WORK TO BE COMPLETED:
Give back exactly the lines of the material below, starting with the line with "red seat cushion" and going on through the line with "# test: pointer marks one dot per instance of the dirt".

MATERIAL FOR THIS TASK:
━━━

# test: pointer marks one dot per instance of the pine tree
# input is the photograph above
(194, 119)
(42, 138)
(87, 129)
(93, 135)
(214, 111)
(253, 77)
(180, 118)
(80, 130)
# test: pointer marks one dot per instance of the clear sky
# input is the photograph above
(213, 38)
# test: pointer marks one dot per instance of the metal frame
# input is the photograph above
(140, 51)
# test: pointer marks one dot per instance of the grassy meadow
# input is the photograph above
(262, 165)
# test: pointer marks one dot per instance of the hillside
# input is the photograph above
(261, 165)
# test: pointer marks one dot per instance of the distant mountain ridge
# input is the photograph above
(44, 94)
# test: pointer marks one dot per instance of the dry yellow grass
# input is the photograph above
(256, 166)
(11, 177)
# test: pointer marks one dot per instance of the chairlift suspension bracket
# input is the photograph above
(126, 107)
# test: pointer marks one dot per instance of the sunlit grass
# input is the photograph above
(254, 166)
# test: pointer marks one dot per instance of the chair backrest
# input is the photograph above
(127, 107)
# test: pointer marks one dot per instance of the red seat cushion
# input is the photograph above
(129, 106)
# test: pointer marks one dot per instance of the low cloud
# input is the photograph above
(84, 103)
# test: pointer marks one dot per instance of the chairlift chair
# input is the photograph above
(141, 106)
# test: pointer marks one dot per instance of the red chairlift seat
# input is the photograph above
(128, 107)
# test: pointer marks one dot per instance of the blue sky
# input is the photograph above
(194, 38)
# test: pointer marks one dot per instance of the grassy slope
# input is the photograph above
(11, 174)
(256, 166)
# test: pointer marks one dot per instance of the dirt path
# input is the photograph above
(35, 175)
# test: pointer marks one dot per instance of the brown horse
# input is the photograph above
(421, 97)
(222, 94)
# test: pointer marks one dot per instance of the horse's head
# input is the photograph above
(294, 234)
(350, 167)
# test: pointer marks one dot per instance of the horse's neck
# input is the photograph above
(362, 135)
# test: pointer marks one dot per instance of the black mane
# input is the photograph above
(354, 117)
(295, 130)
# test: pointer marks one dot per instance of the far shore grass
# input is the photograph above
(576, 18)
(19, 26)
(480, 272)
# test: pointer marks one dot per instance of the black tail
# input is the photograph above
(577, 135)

━━━

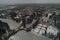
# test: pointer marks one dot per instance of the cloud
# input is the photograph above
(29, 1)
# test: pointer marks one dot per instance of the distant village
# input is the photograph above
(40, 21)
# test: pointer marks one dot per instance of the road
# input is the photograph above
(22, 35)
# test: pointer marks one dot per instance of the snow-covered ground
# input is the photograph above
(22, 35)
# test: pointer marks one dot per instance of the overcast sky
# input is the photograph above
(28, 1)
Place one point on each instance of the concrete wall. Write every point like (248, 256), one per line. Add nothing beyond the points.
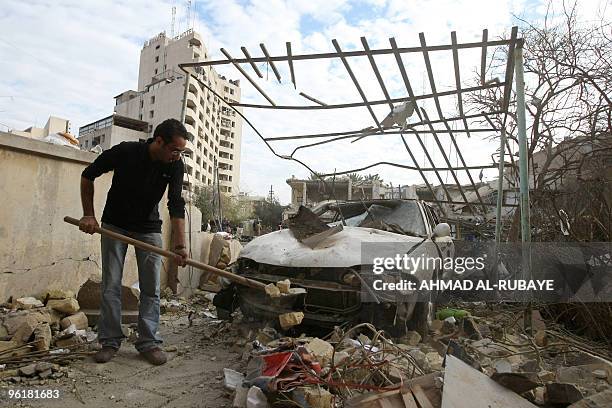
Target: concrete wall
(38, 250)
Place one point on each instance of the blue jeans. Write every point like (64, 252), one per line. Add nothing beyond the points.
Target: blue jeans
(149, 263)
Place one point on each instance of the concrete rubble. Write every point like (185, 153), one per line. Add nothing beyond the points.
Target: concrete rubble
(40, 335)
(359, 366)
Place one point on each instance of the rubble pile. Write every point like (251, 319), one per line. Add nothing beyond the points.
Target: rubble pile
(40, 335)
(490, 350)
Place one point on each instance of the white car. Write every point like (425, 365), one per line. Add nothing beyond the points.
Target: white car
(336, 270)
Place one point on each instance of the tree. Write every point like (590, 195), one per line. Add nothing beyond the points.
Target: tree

━━━

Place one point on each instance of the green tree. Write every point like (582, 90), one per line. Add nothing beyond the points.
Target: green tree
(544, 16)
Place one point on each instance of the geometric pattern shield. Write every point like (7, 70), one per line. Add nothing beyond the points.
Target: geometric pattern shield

━━━

RESULT OF THE TASK:
# test: pointer marks one dot per instance of the red seat cushion
# input is the photograph above
(129, 106)
# test: pointer marks one dot per instance of the low cloud
# input is the photograph above
(84, 103)
# test: pointer marks one dot per instance of the chairlift chair
# input is the photograph above
(141, 106)
# test: pointer marks one dot per instance of the red chairlift seat
# input is the photograph above
(128, 107)
# test: pointer marks one dot per instance of the blue sky
# input is the photograph above
(194, 38)
# test: pointer marks one dot per instance of the grassy slope
# input is the photograph above
(11, 174)
(256, 166)
# test: pointer marks one dot per instance of the dirt path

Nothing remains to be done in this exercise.